> [DATA ENTRIES]
START

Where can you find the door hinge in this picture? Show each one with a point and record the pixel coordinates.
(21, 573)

END
START

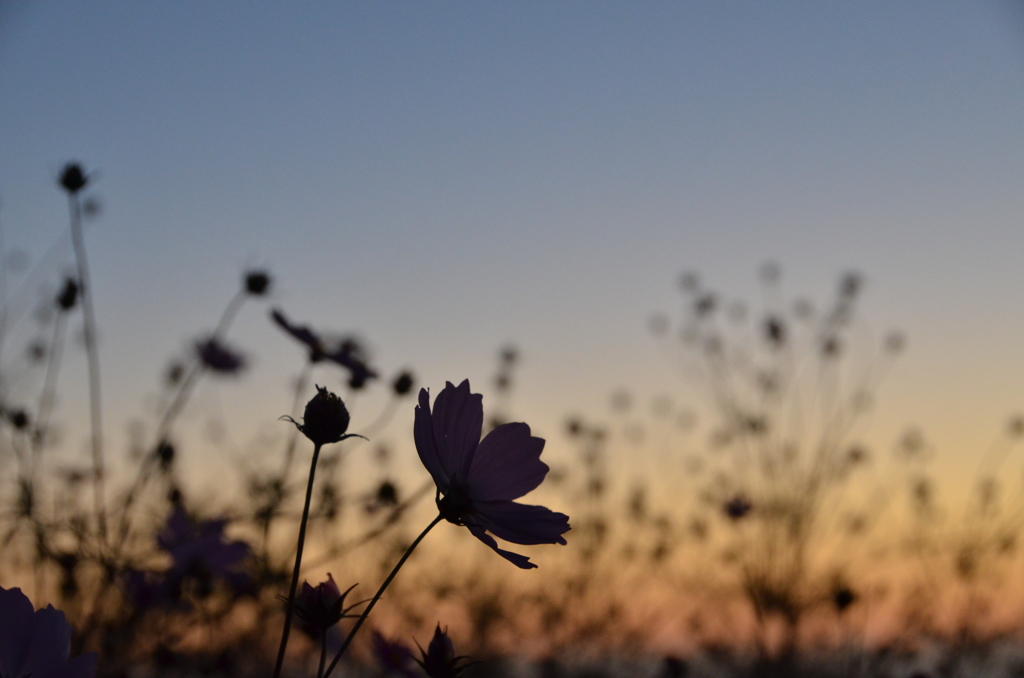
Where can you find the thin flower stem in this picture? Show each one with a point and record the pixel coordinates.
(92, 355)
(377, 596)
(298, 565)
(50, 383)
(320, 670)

END

> [WHAT YOU ARE ASKED TO DO] Pull out each line of the records above that contains the string "coordinates". Treat uppercase and lowercase letters as different.

> [SOLUTION TO THE EXERCISE]
Where can you find the door hinge in this picture? Show each one with a point and record the pixel coordinates.
Where can you find the thin flower stem in this picture? Show each one with a point and record the pixel coordinates.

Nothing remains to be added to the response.